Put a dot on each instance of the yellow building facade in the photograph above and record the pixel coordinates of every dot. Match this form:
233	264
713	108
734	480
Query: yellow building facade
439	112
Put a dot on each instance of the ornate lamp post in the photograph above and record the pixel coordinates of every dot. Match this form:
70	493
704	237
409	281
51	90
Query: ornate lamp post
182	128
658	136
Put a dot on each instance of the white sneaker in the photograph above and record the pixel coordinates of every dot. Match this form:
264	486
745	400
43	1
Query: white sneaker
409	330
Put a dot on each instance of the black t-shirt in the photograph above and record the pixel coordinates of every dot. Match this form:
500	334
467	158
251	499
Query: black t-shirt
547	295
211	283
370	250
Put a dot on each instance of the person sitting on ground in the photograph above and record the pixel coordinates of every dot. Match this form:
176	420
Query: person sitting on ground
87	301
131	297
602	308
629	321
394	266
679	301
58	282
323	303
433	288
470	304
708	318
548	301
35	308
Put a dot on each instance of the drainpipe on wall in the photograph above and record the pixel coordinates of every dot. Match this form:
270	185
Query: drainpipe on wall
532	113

---

GIVEN REQUEST
Quote every item above verbatim, from its first line to its last, keeping each line and its spacing unchanged.

WRITTEN SOLUTION
Put a dot on each instance of the yellow building facade in the photograph above and record the pixel coordinates of every dot. Match this form:
233	264
713	108
734	480
Query: yellow building facade
439	112
Put a dot on each instance of the ornate lamp post in the photograph above and record the pixel coordinates of every dot. Match this form:
70	493
704	237
409	281
51	90
Query: ornate lamp post
182	128
658	136
Put a dot on each instance of the white sneaker in the photograph above and record the pixel coordinates of every dot. Match this form:
264	486
745	400
43	1
Query: white sneaker
409	330
Put a dot on each instance of the black t-shirt in the photograph above and record the pixel coordinates of every dot. Match this form:
500	334
467	158
251	499
Query: black t-shirt
547	295
211	283
370	250
Put a dot on each instance of the person sitting on ground in the photograph above and record the pixel coordinates of every dot. Match this form:
176	420
Query: person sitting on ground
87	301
131	297
602	308
629	321
394	266
679	301
58	282
323	303
433	288
470	304
708	318
548	301
35	308
Put a dot on each instance of the drainpipe on wall in the photograph above and record the pixel coordinates of every dot. Match this form:
270	185
Query: drainpipe on wall
532	113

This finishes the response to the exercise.